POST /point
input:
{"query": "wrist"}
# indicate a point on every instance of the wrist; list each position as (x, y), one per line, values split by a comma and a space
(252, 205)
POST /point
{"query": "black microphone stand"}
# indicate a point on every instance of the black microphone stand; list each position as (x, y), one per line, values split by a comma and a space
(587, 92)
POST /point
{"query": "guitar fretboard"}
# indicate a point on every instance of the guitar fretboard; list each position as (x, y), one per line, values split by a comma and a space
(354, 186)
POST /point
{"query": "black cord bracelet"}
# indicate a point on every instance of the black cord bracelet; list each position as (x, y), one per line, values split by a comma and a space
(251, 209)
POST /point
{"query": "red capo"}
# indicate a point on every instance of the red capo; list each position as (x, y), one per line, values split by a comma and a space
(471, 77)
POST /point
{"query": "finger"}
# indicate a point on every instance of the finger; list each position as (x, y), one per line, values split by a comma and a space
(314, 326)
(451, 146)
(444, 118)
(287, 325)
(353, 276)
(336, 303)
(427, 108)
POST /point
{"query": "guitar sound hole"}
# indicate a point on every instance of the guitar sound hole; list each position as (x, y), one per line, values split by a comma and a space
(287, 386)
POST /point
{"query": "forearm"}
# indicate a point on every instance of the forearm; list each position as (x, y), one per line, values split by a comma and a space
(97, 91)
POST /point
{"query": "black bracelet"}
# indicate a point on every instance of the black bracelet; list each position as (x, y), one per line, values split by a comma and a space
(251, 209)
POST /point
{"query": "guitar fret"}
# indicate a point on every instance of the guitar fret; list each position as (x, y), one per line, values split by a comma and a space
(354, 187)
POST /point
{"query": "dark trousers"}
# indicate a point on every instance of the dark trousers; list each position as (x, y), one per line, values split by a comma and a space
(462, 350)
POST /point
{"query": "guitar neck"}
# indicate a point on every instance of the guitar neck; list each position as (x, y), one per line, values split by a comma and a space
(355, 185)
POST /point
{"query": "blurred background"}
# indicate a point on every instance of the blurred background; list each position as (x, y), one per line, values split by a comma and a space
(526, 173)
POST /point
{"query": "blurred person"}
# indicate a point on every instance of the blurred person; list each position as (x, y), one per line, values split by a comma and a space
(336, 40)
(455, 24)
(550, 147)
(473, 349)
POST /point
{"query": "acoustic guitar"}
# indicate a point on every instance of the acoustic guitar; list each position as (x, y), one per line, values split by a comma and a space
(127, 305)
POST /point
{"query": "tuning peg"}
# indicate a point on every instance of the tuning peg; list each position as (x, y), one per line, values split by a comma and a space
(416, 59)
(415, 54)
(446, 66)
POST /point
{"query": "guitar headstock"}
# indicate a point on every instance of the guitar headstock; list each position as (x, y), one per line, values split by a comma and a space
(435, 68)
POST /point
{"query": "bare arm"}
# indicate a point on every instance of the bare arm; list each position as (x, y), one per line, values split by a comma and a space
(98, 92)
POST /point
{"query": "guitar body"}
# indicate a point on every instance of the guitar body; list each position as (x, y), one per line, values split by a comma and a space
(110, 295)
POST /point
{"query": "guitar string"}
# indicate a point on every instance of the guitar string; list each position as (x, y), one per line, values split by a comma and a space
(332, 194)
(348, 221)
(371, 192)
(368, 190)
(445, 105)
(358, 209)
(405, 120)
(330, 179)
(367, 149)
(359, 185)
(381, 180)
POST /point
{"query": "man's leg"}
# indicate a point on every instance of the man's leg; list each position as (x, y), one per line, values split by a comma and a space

============

Aim of the task: Return the listing above word for word.

Exercise solution:
POST /point
input:
{"query": "wrist"}
# indicate a point on every instance of the wrist; list each position as (x, y), one per line, values split by a comma and a space
(252, 205)
POST /point
{"query": "black microphone stand"}
# indicate a point on every instance of the black microphone stand; list each position as (x, y), one per line, values split by a comma and a space
(587, 92)
POST /point
{"query": "guitar fretboard"}
# indicate a point on every instance of the guitar fretboard; list each position as (x, y), one per line, values split by a comma and a space
(354, 186)
POST /point
{"query": "black cord bracelet"}
# indicate a point on every instance of the black cord bracelet; list each position as (x, y), one per line, values split by a comma and a space
(251, 209)
POST /point
{"query": "red capo"}
# indicate a point on every instance of the red capo; list each position as (x, y), one per line, values split by a comma and a space
(471, 77)
POST /point
{"query": "finger"}
# indicate a point on every instance of the finger; list each position as (x, y), one per line, values split by a comma and a space
(314, 326)
(451, 146)
(444, 118)
(287, 325)
(353, 276)
(336, 303)
(427, 108)
POST /point
{"query": "guitar sound hole"}
# indicate a point on every instance of the guitar sound hole; list each position as (x, y), one per line, values split by a comma and a space
(287, 386)
POST /point
{"query": "forearm"}
# indicate a point on every instance of the forearm; list each position as (x, y), one per line, values split by a comma and a space
(97, 91)
POST /point
{"query": "black bracelet"}
# indicate a point on every instance of the black bracelet; list each position as (x, y), one per line, values split by a comma and a space
(251, 209)
POST /point
{"query": "guitar fret"}
# indicate a point on every instance of the guitar fret; list each position as (x, y), one per line, values split by a comma and a space
(354, 187)
POST /point
{"query": "dark trousers"}
# indicate a point on every instance of the dark trousers; list each position as (x, y), one per line, values split by a comma and a space
(462, 350)
POST /point
{"query": "guitar neck"}
# indicate a point on every instance of the guitar neck; list each position as (x, y), one per line, values split by a comma and a space
(355, 185)
POST /point
{"query": "blurred background"}
# indicate a point on every instance of the blurred background; list each position as (x, y), one per line, values split by a comma and a space
(526, 173)
POST /point
{"query": "blurred person"}
# indicate a point on every instance of the blurred person; list each position as (x, y), one per line, values split by a comma and a space
(336, 40)
(455, 24)
(550, 147)
(473, 349)
POST /point
{"query": "acoustic guitar"}
# indicate a point on every instance of the acoustic guitar; list each position as (x, y), one per line, values split by a comma and a space
(127, 305)
POST /point
{"query": "tuning peg"}
# indicate a point on every instance of the tuning peg; list each position as (x, y), one per line, values split by a comma and a space
(416, 59)
(415, 54)
(446, 66)
POST /point
{"query": "guitar headstock"}
# indicate a point on every instance of the guitar headstock; list each position as (x, y), one per line, values split by a comma and a space
(435, 68)
POST /point
{"query": "bare arm"}
# indicate a point on every instance of the bare arm; list each position as (x, y), one per line, values split by a comma and a space
(98, 92)
POST /point
{"query": "guitar body"}
# indicate a point on every instance of the guitar body; list each position as (x, y), one per line, values split by a comma and a space
(110, 295)
POST /point
{"query": "guitar string"}
# indicate a point on every instance of the guitar string; list each position as (x, y), one per line, values split by a comma and a space
(332, 194)
(348, 221)
(371, 192)
(368, 190)
(445, 105)
(358, 209)
(405, 120)
(330, 179)
(367, 149)
(359, 185)
(381, 180)
POST /point
{"query": "man's leg"}
# indicate a point on every instance of the man's leg; list each position as (x, y), one per line, values split by a comma and a space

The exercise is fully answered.